WHAT YOU NEED TO DO
In the notes on R functions, when should replace = T be set in sample?

Functions
runif
runif(n,min,max) n is the number.
sample
sample(x,n,replace) x is the range n is the number when n is bigger than the length of x, you should set replace = T.
x <- sample(2:10,100,replace = T)
# the length is bigger,use repalce = T
rnorm
dnorm(x, mean = 0, sd = 1, log = FALSE)
pnorm(q, mean = 0, sd = 1, lower.tail = TRUE, log.p = FALSE)
qnorm(p, mean = 0, sd = 1, lower.tail = TRUE, log.p = FALSE)
rnorm(n, mean = 0, sd = 1)
- rnorm: normal distribution n: number mean: the center of the distribution sd: the range near the center
for example: rnorm(10,100,20) it means we select ten numbers between 80 and 120, the min is 100-20, max is 100+20.
set seed()
Set random seed for reproducibility
hist() Frequency Histogram
hist receives a vector it will draw a histogram to show the frequency of the data
hist(x,freq = NULL, probability = !freq,
right = TRUE,density = NULL, angle = 45, col = "lightgray",
main = "Histogram of",
xlim = range(breaks), ylim = NULL,
xlab = xname,axes = TRUE, plot = TRUE, labels = FALSE,)
- freq: if T, display every values frequency, default is T,show the frequency instead of the density.
- probability: an alias for !freq, for S compatibility.
- right: if the data equal to the right side of range, it will beongs to this rnage.
- density: draw shading lines
- angle: the angle of the density
- col: the color of the histogram
- main: the title of the histogram
- xlim: the range of the x axis, when value = range(breaks),it will draw all the range of data, but if not, it will default to chose the range.

DATASET
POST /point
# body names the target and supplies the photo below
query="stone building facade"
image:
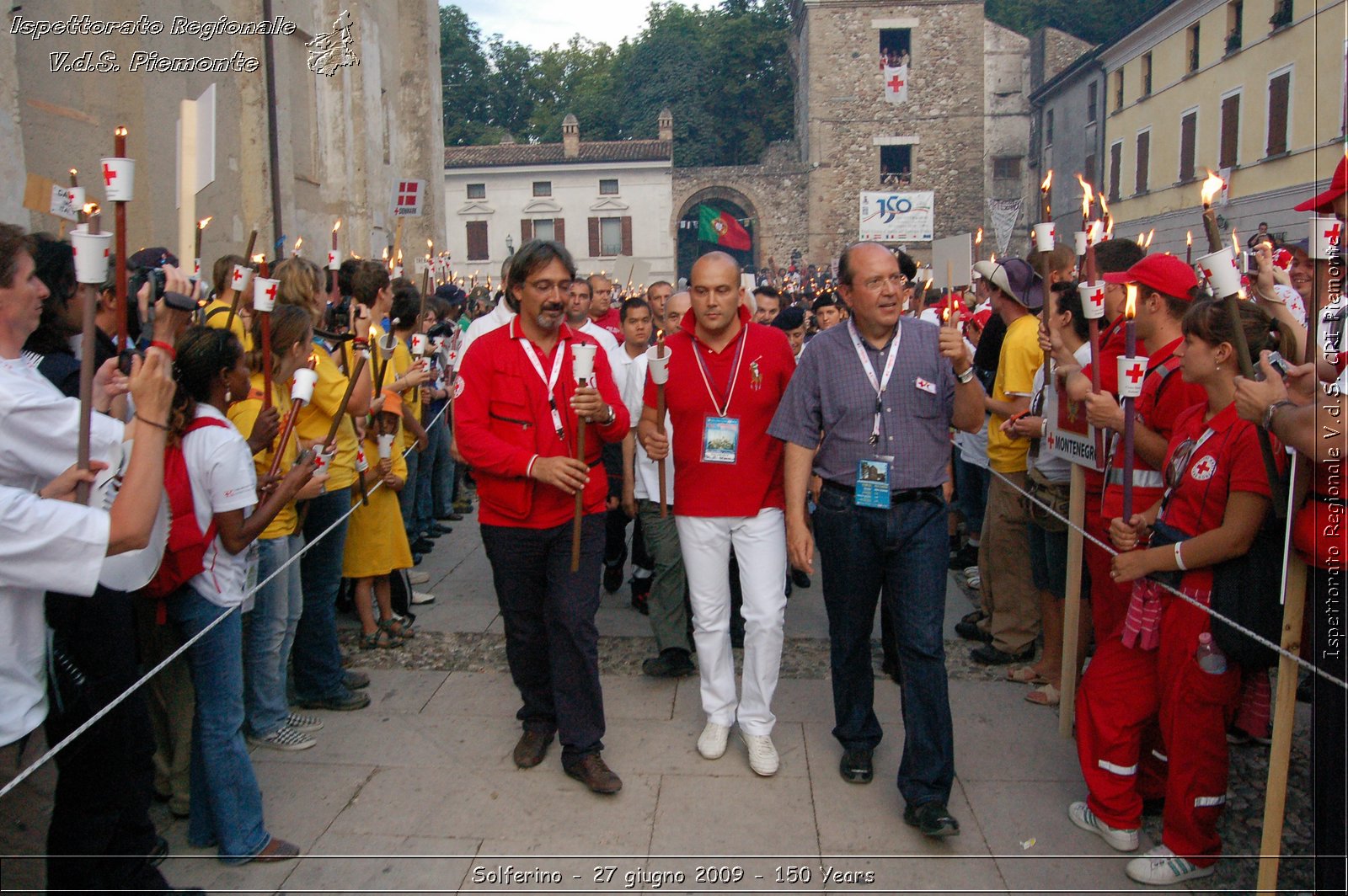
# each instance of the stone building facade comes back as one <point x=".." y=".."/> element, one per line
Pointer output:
<point x="344" y="141"/>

EXERCISE RESPONSE
When n is bigger than the length of x.